*** Opening of Excerpted passage ***
How to become a CNP certified nurse practitioner. (2017). Retrieved from https://nursejournal.org/nurse-practitioner/how-to-become-a-certified-nurse-practitioner/. 

Mennella, H. & Heering, H. (2017). Professional autonomy and advanced nursing practice. Cinahl Information Systems. 

Nurse practitioner career guide. (2018). Retrieved from https://nurse.org/resources/nurse-practitioner/. 

Park, J., Athey, G., Pericak, A., Pulcini, J., & Greene, J. (2018). To what extent are state scope of practice laws related to nurse practitioners’ day-to-day practice autonomy. Medical Care Research and Review, 75(1), 66-87. 

I will admit that I have not looked a great deal at the liabilities of the various APN roles extensively, but I do have acquaintances in all of the 4 major areas we are discussing.  It is my opinion that the CRNA would face the most potential jeopardy simply based on the nature of their position and the ramifications of a mistake to the patient outcomes.  That said that, the role of APN is one which requires extreme care and carries the potential to do great harm to patients.  This harm can extend to not only what the NP does, but also to what they do not do.  In the emergency department where I work, the NP does work independently but does have to present their work to a doctor for verification.  The amount of verification is dependent on the reputation the individual has established for themselves based on how they perform their job.  I think that there would be implications for both the NP and the doctor who signed off on the treatment faced with litigation.  The APN does have a license and must protect themselves through due diligence in all matters of patient care. 

I appreciate your honesty. I also feel that most NPs are not fully aware of the regulations governing practice in their respective states, nor are NPs fully aware of the liabilities associated with the various APN roles. Even if current and future NPs feel they are knowledgeable about both topics, regulations governing practice and liabilities, they should constantly educate themselves on these matters. In nursing, laws and acceptable practices change all the time. NPs must know the current laws guiding practice at all times. We already know that most physicians view NPs as a threat and that most insurance companies and state/federal policies regarding NPs scope of practice are slow to change; therefore, we must protect ourselves and our profession. The Oregon Nurses Association (2018) has re-posted an article by the Journal for Nurse Practitioners that discusses/gives an overview of APN/NP liability claims. The article contends since the NPs role in healthcare has broadened, it is important that NPs review liability claims to develop “useful risk-management strategies” (Oregon Nurses Association, 2018).
*** Close of Excerpted passage ***
*** Opening of Supplied information ***
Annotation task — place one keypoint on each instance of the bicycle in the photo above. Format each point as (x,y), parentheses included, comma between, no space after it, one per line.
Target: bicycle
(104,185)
*** Close of Supplied information ***
◆ **Questions**
1. In the passage on nurse practitioner practice, reproduce word for word the part that begins at "Mennella, H. &" and stops after "Review, 75(1), 66-87.".
2. Give the titles of all the works in the reference entries at the top of the passage on nurse practitioner practice.
3. Keep writing the passage on nurse practitioner practice, picking up after its final sentence.

◆ **Activity answers**
1.
Mennella, H. & Heering, H. (2017). Professional autonomy and advanced nursing practice. Cinahl Information Systems. 

Nurse practitioner career guide. (2018). Retrieved from https://nurse.org/resources/nurse-practitioner/. 

Park, J., Athey, G., Pericak, A., Pulcini, J., & Greene, J. (2018). To what extent are state scope of practice laws related to nurse practitioners’ day-to-day practice autonomy. Medical Care Research and Review, 75(1), 66-87.

2.
- How to become a CNP certified nurse practitioner
- Professional autonomy and advanced nursing practice
- Nurse practitioner career guide
- To what extent are state scope of practice laws related to nurse practitioners' day-to-day practice autonomy

3.
 References 

Oregon Nurses Association. (2018). The journal for nurse practitioners’ article: “NP professional liability: A synopsis of the CNA heal. Retrieved from http://www.oregonrn.org/?389  

Honestly, I would have thought that NPs were less likely for lawsuits. As nurses we are taught to educate patients, this education helps patients understand more fully what is going on. Often a doctor will walk into a room and give his story then the nurse comes in and explains to the patient in understandable language what is going on. However, an article by Relias (2017), a healthcare information source, analyzing malpractice NP claims found that there was a 13% increase in claims against NPs and stated, “one key finding of this analysis was that the average paid indemnity for a closed claim with an indemnity payment of $10,000 or greater increased to $240,471 per claim” (p. 1). The article stated that the increase was due to increased opioid prescribing and claims related to neonatal care. Every state has specific scope of practice laws for NPs. Whether they are supervised by a physician or not, NPs are expected to be competent in their care and know their scope of practice. I believe that the NP will be responsible primarily for their care, but the physician or healthcare system that employs them will also be held accountable if it is found the NP was not effectively supported.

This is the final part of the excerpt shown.